### TEKS BACAAN

Pages

Monday, March 24, 2014

Indonesia Negara Islam Terbesar, Tapi?



Indonesia sebagai negara dengan jumlah penduduknya beragama islam terbanyak di dunia, justru tidak menjadikan warga di negeri ini menjadi pemeluk islam yang kaffah alias sepenuhnya. Masih banyak di negeri kita ini yang menjadikan islam hanya sekedar sebagai pengisi kolom agama di KTPnya. Di kartu indetitas boleh tertulis agamanya islam, akan tetapi jangankan untuk melaksanakan perintah agama, kadang untuk shalat pun mereka mesti dipaksa. Ini berbanding terbalik dengan negara-negara yang agama islam hanya menjadi minoritas belaka. Di negara yang islam menjadi minoritas justru malah muslimnya menjadi muslim yang sejati. Bahkan mereka rela dikucilkan sampai kehilangan nyawa hanya demi menjalankan perintah agama islam.

Buruknya tingkat keimanan para pemeluk islam di Indonesia dipicu oleh banyak sesuatu. Jelas ada campur tangan dari pemerintahan di negara ini dalam membuat ajaran agama islam semakin punah. Ditambah lagi gempuran media-media milik kafir yang terus mengguncang islam. Opini sengaja media kafir itu buat untuk mengubah pola pikir para pemeluk islam.

######
### DATA MASUKAN

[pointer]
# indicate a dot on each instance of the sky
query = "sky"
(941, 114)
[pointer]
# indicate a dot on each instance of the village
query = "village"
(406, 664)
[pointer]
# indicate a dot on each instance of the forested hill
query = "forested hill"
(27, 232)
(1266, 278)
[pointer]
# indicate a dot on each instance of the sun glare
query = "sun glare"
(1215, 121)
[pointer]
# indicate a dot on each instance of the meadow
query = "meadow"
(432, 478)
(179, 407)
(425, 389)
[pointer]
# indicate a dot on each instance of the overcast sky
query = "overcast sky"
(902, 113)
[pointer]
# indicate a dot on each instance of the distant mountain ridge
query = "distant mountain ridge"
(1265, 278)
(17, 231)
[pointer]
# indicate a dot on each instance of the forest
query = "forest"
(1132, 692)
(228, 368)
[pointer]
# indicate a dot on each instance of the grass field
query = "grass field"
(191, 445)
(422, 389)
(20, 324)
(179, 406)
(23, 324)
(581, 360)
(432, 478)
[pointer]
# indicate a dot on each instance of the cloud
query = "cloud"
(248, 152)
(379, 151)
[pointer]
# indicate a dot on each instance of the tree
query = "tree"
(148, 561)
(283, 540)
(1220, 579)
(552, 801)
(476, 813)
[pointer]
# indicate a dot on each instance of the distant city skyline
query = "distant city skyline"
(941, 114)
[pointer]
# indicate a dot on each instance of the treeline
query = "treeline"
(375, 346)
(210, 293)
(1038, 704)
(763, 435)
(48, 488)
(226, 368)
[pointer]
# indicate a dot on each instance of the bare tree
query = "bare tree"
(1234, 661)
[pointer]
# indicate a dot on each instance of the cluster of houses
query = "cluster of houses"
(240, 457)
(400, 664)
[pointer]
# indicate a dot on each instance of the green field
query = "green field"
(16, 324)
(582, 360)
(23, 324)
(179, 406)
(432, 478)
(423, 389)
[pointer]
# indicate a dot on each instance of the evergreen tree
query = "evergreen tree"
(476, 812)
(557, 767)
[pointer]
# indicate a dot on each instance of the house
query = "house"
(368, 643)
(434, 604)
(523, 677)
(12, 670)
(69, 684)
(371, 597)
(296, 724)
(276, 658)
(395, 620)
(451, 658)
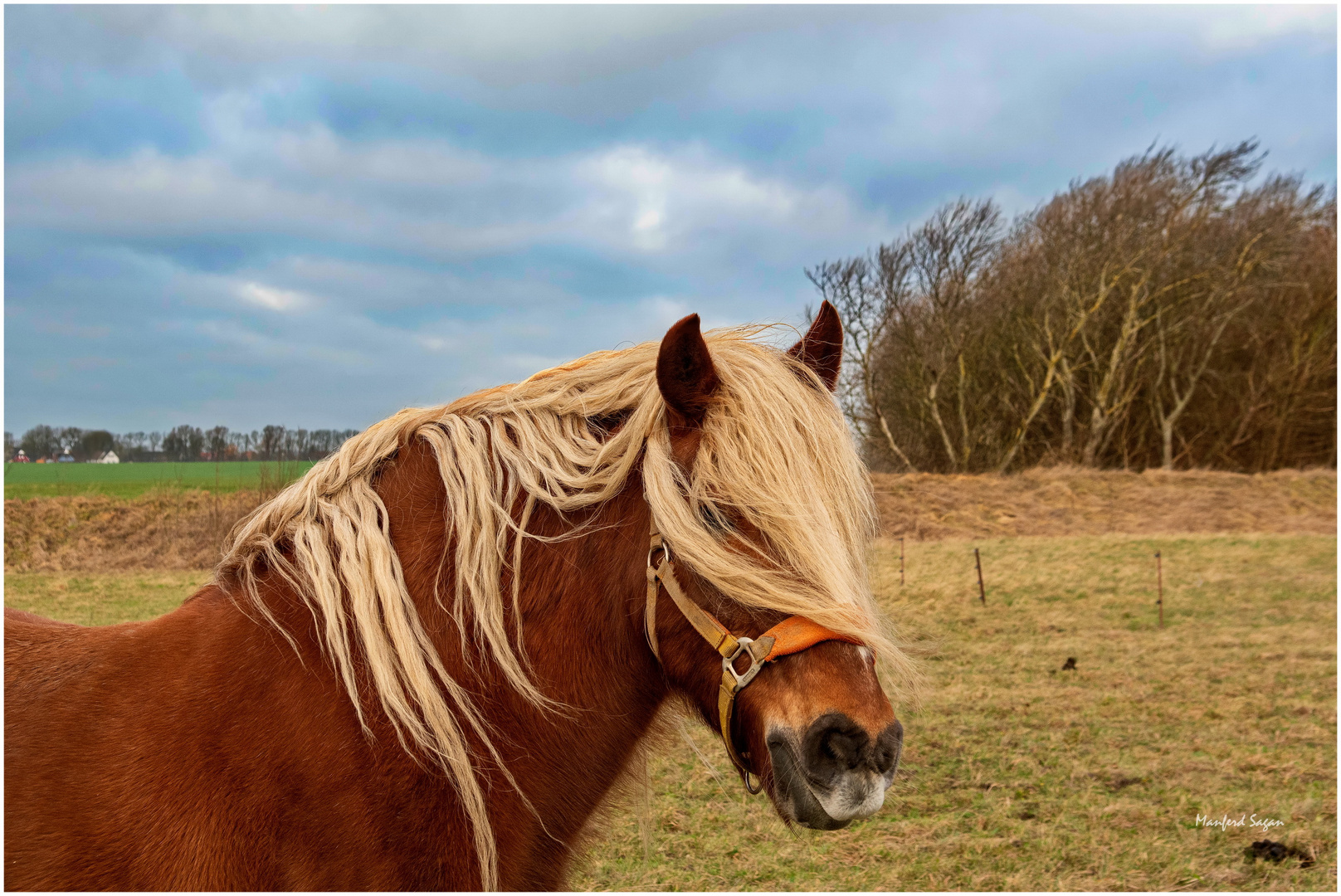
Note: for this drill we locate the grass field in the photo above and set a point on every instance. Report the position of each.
(1016, 774)
(130, 480)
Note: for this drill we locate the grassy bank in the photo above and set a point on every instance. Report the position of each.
(132, 480)
(1016, 774)
(178, 528)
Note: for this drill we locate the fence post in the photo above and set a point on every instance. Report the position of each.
(982, 591)
(1159, 574)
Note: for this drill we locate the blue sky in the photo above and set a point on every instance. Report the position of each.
(251, 215)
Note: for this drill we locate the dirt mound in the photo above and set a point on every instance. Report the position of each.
(185, 528)
(89, 534)
(1068, 500)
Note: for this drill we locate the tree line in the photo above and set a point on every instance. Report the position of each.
(1175, 313)
(184, 443)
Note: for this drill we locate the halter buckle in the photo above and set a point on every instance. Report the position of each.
(755, 665)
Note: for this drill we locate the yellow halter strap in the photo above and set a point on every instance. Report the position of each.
(792, 635)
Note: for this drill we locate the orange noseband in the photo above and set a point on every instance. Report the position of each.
(792, 635)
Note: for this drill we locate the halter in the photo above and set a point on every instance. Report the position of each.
(792, 635)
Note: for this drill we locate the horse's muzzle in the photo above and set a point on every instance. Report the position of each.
(833, 773)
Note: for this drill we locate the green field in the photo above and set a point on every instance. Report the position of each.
(130, 480)
(1016, 774)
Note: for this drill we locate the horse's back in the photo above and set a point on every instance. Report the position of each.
(80, 747)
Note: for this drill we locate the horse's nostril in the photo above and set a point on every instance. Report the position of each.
(888, 746)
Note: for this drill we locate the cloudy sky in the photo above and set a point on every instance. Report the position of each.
(251, 215)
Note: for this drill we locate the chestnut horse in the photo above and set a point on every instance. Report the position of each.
(426, 665)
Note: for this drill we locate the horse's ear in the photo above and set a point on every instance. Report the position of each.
(684, 372)
(821, 348)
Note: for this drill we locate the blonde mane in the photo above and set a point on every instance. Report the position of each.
(775, 452)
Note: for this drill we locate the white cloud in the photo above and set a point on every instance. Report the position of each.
(1245, 27)
(272, 298)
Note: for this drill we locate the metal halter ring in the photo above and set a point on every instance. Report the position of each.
(729, 663)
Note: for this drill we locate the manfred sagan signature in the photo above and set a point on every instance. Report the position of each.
(1225, 822)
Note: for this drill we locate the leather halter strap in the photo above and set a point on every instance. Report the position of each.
(792, 635)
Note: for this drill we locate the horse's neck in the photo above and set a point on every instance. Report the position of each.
(581, 605)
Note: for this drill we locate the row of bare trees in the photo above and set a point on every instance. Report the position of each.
(183, 443)
(1175, 313)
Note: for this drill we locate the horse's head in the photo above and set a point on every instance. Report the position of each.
(810, 721)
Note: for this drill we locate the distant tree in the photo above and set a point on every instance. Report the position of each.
(94, 443)
(272, 443)
(41, 441)
(70, 439)
(184, 443)
(216, 443)
(1173, 313)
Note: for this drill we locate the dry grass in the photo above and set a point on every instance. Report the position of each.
(1016, 776)
(101, 598)
(163, 528)
(173, 528)
(1070, 500)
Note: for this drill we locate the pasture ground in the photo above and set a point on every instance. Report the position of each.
(1016, 774)
(130, 480)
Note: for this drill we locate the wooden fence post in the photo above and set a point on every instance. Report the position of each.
(1159, 574)
(982, 591)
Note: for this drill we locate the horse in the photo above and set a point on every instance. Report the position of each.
(431, 660)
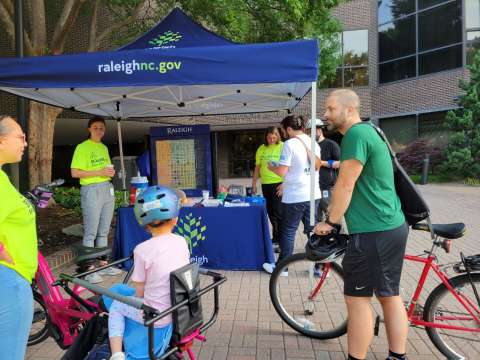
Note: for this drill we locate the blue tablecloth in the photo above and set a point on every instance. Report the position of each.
(227, 238)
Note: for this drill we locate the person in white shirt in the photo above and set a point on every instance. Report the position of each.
(294, 168)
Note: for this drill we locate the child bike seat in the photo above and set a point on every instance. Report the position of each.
(85, 253)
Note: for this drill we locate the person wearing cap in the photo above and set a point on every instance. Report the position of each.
(268, 152)
(329, 165)
(91, 164)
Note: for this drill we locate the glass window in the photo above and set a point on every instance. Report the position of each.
(398, 70)
(355, 47)
(473, 45)
(438, 60)
(423, 4)
(397, 39)
(400, 131)
(354, 70)
(472, 14)
(357, 76)
(392, 9)
(440, 26)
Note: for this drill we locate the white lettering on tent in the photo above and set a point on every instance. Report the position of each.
(130, 67)
(173, 131)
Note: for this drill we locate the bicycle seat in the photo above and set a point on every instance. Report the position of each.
(447, 231)
(85, 253)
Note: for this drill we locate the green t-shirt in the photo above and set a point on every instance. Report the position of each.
(263, 156)
(375, 205)
(90, 155)
(18, 232)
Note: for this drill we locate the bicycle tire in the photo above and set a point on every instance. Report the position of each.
(454, 344)
(327, 320)
(41, 332)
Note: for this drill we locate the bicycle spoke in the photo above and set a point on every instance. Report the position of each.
(310, 299)
(457, 334)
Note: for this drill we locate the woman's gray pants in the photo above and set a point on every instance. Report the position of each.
(98, 202)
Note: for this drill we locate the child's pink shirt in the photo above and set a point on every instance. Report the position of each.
(154, 259)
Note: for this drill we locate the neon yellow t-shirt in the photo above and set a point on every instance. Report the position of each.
(18, 232)
(90, 155)
(263, 156)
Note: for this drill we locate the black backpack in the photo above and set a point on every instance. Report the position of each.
(414, 206)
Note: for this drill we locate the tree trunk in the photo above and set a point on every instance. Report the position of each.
(41, 125)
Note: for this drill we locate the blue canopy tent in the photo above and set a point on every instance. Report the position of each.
(178, 68)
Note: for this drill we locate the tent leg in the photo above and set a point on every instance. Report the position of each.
(122, 163)
(313, 143)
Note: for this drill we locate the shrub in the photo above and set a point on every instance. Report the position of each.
(69, 197)
(411, 157)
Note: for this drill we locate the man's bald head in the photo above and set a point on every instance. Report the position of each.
(346, 98)
(342, 110)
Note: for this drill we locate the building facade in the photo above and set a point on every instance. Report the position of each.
(403, 57)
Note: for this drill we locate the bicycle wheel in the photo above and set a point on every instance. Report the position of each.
(443, 309)
(310, 299)
(40, 323)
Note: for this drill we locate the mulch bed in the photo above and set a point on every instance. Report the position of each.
(51, 221)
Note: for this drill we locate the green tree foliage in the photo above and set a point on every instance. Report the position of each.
(462, 154)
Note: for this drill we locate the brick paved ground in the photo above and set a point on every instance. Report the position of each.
(249, 328)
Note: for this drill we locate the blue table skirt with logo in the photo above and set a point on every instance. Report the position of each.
(223, 238)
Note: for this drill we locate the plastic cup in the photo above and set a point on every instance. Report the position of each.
(205, 195)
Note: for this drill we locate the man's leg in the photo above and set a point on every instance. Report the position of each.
(360, 325)
(396, 323)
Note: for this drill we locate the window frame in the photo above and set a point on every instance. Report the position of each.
(464, 43)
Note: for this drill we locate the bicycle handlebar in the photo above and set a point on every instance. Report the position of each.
(129, 300)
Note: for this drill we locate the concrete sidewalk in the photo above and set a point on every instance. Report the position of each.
(249, 328)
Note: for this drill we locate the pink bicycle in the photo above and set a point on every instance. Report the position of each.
(55, 315)
(64, 317)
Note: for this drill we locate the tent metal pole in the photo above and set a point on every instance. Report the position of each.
(313, 131)
(122, 164)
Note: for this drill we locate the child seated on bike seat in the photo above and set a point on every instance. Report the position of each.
(157, 209)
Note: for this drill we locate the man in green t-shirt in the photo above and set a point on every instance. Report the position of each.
(365, 194)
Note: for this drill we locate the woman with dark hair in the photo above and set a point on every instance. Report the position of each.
(294, 168)
(18, 249)
(91, 164)
(270, 151)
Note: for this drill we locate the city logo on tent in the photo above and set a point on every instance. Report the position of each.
(167, 38)
(193, 231)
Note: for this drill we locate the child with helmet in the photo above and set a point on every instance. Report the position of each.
(156, 209)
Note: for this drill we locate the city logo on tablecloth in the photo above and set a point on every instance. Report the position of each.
(167, 37)
(192, 229)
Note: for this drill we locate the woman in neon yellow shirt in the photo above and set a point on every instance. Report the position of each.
(18, 249)
(270, 151)
(91, 164)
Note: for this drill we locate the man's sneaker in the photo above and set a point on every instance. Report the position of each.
(268, 267)
(93, 278)
(111, 271)
(276, 248)
(118, 356)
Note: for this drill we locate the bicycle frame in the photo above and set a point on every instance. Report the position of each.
(66, 315)
(416, 319)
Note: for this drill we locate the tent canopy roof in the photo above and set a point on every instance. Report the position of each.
(176, 69)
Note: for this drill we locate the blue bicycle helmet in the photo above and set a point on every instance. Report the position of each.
(156, 203)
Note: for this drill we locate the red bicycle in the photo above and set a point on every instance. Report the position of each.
(310, 299)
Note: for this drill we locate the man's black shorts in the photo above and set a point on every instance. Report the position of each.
(373, 262)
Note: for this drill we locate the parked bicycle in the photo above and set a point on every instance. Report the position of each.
(310, 299)
(54, 314)
(64, 317)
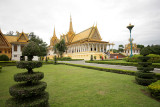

######

PETUNJUK PENGERJAAN =
[1] Kutip tanpa perubahan baris-baris dalam catatan, mulai dari baris yang memuat "Note: for this drill we locate the man's black" sampai akhir catatan, termasuk kedua batasnya. Jangan sertakan gambar dalam jawaban.
[2] Lanjutkan teks bacaan tentang keimanan umat Islam di Indonesia dari titik akhirnya.

HASIL LATIHAN =
[1]
Note: for this drill we locate the man's black shorts in the photo above and set a point on every instance. Report the position of each.
(373, 262)
Note: for this drill we locate the parked bicycle in the photo above and set a point on every instance. Report the position of each.
(310, 299)
(54, 314)
(64, 317)

[2]
Apa saja yang media kafir tanamkan di kepala kita? Mereka ingin kita berpikir bahwa islam itu hanya sebatas agama. Islam itu hanya boleh di masjid saja. Mereka ingin kita berpikir bahwa jika agama dibawa-bawa ke dalam pemerintahan, maka toleransi dan keberagaman akan hilang. Padahal islam itu bukan hanya agama, tapi merupakan jalan hidup seseorang, sekumpulan hukum yang mengatur bukan hanya diri kita, tapi juga mengatur hidup dari banyak orang khususnya dalam bernegara. Tapi sayang, banyak dari orang islam sendiri yang tidak mengerti ini dan lebih memilih pendapat para kafir laknatullah.

Lalu apa yang orang kafir inginkan dari penanaman opini seperti di atas? Orang kafir inginkan agar khilafah tidak dapat lagi berdiri tegak. Orang kafir inginkan agar syariah tidak diterapkan di muka bumi ini. Tapi orang kafir ingin agar kita sendirilah yang justru malah menghancurkan islam dan membuat khilafah serta syariah tidak bisa tegak di muka bumi. Karena orang-orang kafir tahu, bahwa mereka tidak akan dapat menghancurkan kekhalifan dengan tangan mereka sendiri. Jika mereka berusaha menghancurkan kekhalifahan dengan tangan mereka, mereka tahu itu tidak akan pernah berhasil. Itulah kenapa mereka menggunakan kita untuk menghancurkan agama kita sendiri.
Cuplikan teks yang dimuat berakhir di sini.